• [WHAT TO DO]
In the listing below, reproduce the lines from the one containing "An instance of the bench" through the one containing "Target: bench leg", inclusive, with "bench leg" replaced by "table leg" and everything else left as it is.

• [DATA FOR PROCESSING]
+-------+

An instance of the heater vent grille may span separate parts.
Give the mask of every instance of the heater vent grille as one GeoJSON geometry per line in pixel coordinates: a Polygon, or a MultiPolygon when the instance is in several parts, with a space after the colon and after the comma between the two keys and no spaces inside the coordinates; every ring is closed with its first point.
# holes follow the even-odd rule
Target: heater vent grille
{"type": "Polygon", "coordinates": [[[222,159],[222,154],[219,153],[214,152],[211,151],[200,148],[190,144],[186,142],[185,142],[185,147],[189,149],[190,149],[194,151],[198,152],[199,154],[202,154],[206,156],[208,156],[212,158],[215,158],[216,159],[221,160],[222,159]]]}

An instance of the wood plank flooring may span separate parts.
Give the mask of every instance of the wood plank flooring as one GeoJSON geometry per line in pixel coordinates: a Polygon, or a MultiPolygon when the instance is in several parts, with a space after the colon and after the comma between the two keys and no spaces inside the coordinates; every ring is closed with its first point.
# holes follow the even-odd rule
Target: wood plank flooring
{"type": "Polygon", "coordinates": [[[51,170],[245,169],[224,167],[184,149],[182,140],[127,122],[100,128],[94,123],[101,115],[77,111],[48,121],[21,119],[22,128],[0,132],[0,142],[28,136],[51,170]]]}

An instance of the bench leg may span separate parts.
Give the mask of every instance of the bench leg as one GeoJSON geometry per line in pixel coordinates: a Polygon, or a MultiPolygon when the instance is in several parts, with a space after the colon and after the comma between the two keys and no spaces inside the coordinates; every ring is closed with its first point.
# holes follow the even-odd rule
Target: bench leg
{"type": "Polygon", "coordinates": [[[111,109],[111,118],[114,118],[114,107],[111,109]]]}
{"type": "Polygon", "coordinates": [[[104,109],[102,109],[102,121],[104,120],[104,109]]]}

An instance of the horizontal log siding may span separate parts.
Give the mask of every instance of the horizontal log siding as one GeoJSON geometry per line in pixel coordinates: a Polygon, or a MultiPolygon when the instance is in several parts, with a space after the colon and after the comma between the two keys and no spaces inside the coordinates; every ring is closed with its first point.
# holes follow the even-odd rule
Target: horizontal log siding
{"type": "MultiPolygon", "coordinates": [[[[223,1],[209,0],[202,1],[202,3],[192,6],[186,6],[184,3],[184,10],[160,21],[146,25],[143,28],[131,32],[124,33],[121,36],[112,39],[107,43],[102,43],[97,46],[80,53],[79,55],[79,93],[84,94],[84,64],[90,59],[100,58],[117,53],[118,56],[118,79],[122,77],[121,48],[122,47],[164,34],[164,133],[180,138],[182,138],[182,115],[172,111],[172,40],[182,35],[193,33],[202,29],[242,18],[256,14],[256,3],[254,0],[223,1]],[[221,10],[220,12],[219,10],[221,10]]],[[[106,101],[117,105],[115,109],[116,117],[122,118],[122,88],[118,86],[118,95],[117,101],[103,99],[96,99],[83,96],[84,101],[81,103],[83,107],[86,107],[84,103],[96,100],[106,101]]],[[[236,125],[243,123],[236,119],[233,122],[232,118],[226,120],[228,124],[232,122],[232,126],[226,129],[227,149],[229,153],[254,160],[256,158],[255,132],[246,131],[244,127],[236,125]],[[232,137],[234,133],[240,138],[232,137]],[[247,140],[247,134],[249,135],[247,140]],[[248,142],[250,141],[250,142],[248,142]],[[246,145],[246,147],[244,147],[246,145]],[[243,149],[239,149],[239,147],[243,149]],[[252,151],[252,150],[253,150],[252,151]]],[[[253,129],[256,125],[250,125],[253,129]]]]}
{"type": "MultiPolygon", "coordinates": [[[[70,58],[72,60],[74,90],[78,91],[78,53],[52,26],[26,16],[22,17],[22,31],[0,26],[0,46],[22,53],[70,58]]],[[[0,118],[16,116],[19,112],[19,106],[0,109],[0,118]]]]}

+-------+

• [PROBLEM SOLUTION]
An instance of the table leg may span separate parts.
Give the mask of every instance of the table leg as one GeoJSON geometry per line in pixel coordinates: a Polygon, or a MultiPolygon when the instance is in several parts, with a space after the colon and after the comma between the two keys and no spaces inside the coordinates; every ring is closed with its first point.
# holes follow the even-odd rule
Target: table leg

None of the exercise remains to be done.